Images for object localization
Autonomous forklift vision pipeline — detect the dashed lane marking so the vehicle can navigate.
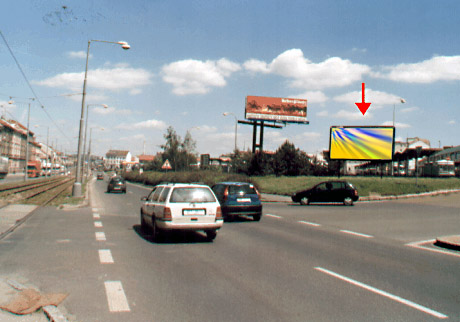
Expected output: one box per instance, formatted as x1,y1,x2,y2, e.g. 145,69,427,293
95,232,106,241
94,221,103,228
99,249,114,264
315,267,448,319
104,281,130,312
93,213,100,219
265,214,282,219
92,208,99,212
298,221,321,227
340,230,373,238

**INSTRUCTIONS TO FOLLOW:** Transcribe each record above exactly, leaving every picture out of the copy.

**REPLY:**
Autonomous forklift vision pipeline — detect the dashed lane marking so the vehicle can navigate.
Expected output: one box per instance, formatted as x1,y1,x2,y2, e.g. 145,69,427,293
95,232,106,241
94,221,103,228
99,249,114,264
315,267,448,319
104,281,130,312
93,213,100,219
265,214,282,219
92,208,99,212
298,221,321,227
340,230,373,238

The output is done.